- _What you need to do_
Rewrite the listing below, changing each "keypoint" to "marker" and leaving everything else the same.

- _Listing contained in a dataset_

--

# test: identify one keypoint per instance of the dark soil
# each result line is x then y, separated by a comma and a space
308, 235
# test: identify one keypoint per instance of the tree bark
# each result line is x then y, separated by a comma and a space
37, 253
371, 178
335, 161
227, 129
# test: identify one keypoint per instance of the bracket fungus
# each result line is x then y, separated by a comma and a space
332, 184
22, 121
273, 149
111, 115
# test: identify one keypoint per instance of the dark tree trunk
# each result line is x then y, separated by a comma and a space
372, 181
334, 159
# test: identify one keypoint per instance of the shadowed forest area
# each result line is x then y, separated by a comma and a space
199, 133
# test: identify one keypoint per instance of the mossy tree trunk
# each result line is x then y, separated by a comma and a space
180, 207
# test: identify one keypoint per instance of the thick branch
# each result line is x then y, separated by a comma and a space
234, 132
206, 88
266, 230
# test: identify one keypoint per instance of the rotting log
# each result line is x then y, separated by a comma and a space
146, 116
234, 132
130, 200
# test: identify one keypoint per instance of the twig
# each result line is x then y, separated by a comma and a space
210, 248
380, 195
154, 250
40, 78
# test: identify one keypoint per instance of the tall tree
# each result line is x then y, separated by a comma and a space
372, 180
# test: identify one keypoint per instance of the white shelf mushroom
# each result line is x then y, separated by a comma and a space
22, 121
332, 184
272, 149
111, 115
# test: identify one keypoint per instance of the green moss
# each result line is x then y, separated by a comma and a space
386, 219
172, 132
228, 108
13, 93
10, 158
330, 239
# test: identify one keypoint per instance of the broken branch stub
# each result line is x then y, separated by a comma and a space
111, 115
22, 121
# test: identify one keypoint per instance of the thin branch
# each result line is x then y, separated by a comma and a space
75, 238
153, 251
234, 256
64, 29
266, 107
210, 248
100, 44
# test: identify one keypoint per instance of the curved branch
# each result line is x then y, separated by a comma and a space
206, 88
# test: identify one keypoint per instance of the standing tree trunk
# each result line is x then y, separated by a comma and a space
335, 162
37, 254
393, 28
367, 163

--

- _Written reply_
# test: identify one marker per instance of the dark soil
# each result line is x then y, separated by a comma and a space
308, 235
# test: identify one marker per instance of the tree bark
# each result line is x then y, separated by a comma and a space
37, 253
371, 178
335, 161
227, 129
# test: identify one marker per instance of the bracket fungus
# each result line is x then y, separated by a comma and a space
332, 184
22, 121
273, 149
111, 115
# test: identify one marker per instance of the dark tree trunk
# each result line is x then y, separated by a comma and a space
372, 181
334, 159
# test: identify one marker per instance of the shadowed forest area
# each result line is x then y, separated by a comma and a space
199, 133
# test: identify one marker per instance of the mossy tree trunk
# each result line is x then y, separated by a comma and a space
180, 207
# test: identify one marker per instance of the thick branch
# each result line is x then y, separated by a comma and a space
234, 132
206, 88
266, 230
# test: identify one marker per instance of the rotting log
# each result line is x then y, separated by a comma and a space
146, 116
234, 132
130, 200
# test: identify one marker per instance of the twig
# each result line is x then y, separated by a comma and a space
210, 248
380, 195
154, 250
40, 78
# test: identify one marker per instance of the tall tree
# each result line is x then y, separated by a comma and a space
372, 180
# test: identify one marker per instance of the white shelf mushroom
# each result line is x then y, separated by a comma and a space
22, 121
332, 184
272, 149
111, 115
# test: identify one marker per instance of the green moss
# each result line is x then y, separated by a comma and a space
386, 219
172, 132
228, 108
13, 93
10, 158
330, 239
# test: identify one marker per instance of the broken branch stub
# each result line is x then y, separated by a comma and a space
111, 115
22, 121
# test: identify one marker per instance of the thin branch
# each result line is x then y, separated by a comma and a space
75, 238
153, 251
234, 256
64, 29
266, 107
210, 248
100, 44
# test: identify one marker per instance of the curved branch
# each result line is x then y, separated by a comma and a space
206, 88
# test: identify one marker per instance of the standing tree trunk
# each result line is x then y, separated by a comma and a space
335, 162
37, 254
393, 28
367, 163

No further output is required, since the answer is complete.